*Task statement*.
From the entries that follow, pick out all lines holding "concrete".

*Supplied data*.
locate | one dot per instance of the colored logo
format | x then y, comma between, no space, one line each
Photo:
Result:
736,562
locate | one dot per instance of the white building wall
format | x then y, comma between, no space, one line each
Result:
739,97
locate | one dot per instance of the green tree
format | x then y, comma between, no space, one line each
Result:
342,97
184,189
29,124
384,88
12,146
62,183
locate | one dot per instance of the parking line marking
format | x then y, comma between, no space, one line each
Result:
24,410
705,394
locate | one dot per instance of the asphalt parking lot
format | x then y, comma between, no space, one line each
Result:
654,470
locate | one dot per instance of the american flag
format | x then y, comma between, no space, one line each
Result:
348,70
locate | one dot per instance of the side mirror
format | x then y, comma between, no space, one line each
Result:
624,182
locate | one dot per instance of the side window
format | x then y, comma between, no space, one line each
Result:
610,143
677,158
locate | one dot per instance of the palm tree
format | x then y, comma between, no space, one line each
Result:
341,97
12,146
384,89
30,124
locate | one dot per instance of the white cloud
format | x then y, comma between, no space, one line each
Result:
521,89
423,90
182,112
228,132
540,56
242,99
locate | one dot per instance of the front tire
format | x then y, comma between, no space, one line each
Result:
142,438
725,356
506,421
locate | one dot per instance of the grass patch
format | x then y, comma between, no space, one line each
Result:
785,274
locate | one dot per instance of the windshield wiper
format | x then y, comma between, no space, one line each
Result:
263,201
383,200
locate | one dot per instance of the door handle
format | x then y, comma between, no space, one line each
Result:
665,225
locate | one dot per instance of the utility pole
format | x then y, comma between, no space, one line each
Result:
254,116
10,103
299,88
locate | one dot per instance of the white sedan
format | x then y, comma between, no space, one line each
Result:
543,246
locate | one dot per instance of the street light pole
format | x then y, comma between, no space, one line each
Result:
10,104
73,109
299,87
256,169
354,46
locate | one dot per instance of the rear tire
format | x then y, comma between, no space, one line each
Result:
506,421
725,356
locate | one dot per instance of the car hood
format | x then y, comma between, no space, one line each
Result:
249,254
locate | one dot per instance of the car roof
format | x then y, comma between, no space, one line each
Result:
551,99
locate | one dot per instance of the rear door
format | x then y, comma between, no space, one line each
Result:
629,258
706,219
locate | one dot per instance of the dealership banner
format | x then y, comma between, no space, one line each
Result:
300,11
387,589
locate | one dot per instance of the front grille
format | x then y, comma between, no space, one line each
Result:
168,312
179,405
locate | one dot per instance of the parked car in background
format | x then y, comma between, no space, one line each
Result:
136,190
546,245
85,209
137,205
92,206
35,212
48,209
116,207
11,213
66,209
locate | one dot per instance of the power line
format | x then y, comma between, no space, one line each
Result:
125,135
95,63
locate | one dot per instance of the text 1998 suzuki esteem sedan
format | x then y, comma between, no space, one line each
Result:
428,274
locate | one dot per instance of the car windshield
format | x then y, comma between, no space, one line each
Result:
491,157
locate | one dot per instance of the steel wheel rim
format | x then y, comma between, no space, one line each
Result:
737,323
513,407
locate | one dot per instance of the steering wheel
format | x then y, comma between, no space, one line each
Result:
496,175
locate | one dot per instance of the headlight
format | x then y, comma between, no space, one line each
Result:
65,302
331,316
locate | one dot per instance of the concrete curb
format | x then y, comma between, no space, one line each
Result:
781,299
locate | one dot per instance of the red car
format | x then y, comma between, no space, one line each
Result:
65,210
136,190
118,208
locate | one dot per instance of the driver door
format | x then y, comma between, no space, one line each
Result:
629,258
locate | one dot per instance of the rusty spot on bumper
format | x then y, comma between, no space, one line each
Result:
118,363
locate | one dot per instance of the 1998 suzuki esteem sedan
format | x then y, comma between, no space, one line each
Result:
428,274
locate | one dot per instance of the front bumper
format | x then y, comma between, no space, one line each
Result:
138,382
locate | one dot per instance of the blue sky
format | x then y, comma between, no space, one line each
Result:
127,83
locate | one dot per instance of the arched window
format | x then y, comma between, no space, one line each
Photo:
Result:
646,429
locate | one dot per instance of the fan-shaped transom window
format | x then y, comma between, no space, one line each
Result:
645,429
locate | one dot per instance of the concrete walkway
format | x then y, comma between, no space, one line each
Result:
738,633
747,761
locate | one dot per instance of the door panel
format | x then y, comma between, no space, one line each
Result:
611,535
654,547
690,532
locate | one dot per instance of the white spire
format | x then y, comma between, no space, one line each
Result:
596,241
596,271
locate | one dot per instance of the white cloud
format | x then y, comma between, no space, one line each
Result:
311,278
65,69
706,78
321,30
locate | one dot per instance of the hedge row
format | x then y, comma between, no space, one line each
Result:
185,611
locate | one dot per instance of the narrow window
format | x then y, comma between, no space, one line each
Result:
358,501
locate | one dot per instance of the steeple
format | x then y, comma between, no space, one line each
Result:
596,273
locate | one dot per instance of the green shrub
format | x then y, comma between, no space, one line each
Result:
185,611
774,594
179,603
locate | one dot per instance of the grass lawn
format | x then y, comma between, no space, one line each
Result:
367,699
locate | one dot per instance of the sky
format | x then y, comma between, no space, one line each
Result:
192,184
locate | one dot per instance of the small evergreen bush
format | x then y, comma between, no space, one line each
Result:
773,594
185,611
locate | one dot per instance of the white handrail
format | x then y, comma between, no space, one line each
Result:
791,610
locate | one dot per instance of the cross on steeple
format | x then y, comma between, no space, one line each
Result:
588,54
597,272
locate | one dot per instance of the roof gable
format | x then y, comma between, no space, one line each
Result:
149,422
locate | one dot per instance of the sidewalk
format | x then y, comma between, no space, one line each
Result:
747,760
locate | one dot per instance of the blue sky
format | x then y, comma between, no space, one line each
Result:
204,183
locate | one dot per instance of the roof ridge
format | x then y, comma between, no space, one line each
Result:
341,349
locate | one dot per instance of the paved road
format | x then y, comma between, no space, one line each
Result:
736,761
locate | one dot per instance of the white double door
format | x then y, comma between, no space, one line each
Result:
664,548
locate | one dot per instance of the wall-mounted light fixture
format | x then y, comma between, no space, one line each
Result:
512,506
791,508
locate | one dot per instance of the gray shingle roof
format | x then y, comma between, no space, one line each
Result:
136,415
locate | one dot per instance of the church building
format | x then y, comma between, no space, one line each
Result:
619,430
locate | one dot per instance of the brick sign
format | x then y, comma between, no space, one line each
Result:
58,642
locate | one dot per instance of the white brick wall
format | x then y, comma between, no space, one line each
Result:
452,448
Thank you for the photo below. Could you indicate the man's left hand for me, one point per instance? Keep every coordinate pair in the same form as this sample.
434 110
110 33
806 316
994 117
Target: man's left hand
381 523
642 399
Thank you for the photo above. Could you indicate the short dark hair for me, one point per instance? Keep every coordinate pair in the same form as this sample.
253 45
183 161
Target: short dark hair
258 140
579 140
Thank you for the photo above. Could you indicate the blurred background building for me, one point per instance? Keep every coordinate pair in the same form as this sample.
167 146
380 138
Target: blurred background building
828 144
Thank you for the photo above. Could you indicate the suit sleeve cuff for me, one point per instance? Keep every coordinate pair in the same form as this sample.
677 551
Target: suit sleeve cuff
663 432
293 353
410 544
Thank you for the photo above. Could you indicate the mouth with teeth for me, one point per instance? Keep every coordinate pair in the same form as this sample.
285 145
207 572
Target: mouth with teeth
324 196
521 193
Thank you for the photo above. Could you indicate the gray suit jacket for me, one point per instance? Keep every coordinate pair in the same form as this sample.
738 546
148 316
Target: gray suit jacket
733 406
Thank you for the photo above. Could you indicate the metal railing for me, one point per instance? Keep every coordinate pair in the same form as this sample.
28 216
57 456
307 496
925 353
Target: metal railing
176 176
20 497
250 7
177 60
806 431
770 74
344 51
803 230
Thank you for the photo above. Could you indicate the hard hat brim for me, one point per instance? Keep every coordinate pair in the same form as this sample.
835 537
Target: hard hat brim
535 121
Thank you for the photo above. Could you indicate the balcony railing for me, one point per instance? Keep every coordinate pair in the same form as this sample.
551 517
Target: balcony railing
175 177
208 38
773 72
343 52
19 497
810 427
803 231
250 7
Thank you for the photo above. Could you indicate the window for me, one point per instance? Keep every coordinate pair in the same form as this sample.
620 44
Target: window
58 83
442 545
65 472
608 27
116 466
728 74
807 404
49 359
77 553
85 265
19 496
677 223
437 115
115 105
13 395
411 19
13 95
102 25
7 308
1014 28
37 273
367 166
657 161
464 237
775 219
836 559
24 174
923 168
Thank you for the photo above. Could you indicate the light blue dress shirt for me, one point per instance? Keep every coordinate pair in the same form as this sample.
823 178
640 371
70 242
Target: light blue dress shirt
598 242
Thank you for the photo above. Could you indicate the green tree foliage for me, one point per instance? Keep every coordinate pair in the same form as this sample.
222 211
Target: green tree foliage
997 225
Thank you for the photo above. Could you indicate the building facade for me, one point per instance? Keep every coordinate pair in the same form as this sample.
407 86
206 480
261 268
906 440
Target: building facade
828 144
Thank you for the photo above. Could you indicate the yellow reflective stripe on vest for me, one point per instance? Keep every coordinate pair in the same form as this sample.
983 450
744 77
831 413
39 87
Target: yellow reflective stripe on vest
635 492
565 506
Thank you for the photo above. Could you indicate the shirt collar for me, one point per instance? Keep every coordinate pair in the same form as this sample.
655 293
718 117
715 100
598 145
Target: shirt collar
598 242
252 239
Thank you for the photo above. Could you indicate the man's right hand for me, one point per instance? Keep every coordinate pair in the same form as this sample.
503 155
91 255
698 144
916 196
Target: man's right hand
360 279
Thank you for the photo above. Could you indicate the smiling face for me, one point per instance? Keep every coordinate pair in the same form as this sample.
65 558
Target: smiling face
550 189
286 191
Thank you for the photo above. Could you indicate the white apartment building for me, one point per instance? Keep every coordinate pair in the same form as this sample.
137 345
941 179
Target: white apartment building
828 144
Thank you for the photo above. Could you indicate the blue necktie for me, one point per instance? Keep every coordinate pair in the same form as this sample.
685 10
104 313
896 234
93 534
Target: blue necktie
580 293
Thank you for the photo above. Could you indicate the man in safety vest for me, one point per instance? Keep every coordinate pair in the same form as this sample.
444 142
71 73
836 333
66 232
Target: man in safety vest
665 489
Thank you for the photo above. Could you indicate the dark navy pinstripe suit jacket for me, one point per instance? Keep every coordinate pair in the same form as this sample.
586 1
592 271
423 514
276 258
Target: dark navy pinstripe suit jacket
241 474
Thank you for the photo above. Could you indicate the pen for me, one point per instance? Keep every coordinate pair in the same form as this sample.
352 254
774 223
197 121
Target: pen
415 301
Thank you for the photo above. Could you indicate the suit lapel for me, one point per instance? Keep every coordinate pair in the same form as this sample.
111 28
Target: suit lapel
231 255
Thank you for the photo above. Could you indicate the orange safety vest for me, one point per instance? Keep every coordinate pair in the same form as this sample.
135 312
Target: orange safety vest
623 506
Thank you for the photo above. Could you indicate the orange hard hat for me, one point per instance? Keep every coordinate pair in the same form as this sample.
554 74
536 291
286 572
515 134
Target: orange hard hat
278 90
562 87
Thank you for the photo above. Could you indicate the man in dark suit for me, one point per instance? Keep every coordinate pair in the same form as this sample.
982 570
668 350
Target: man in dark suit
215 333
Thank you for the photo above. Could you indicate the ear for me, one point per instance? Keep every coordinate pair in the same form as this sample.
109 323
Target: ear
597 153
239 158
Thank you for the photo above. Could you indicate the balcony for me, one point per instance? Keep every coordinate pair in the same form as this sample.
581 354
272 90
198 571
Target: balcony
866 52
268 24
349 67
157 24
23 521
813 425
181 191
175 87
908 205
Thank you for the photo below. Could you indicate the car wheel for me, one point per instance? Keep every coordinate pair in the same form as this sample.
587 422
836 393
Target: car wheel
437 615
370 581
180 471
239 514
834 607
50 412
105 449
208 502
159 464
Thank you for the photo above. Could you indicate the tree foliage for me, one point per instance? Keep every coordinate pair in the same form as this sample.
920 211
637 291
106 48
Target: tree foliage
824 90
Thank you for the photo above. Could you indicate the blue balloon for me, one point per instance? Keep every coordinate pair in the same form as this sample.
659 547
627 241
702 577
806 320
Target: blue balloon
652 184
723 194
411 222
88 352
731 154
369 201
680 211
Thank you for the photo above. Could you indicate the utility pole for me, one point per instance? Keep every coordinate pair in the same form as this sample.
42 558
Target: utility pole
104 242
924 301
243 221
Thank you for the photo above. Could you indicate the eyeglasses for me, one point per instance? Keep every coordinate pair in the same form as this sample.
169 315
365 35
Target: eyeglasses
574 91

*Reply*.
locate | one dot per instance of the concrete curb
locate | one dot per instance of the concrete walkway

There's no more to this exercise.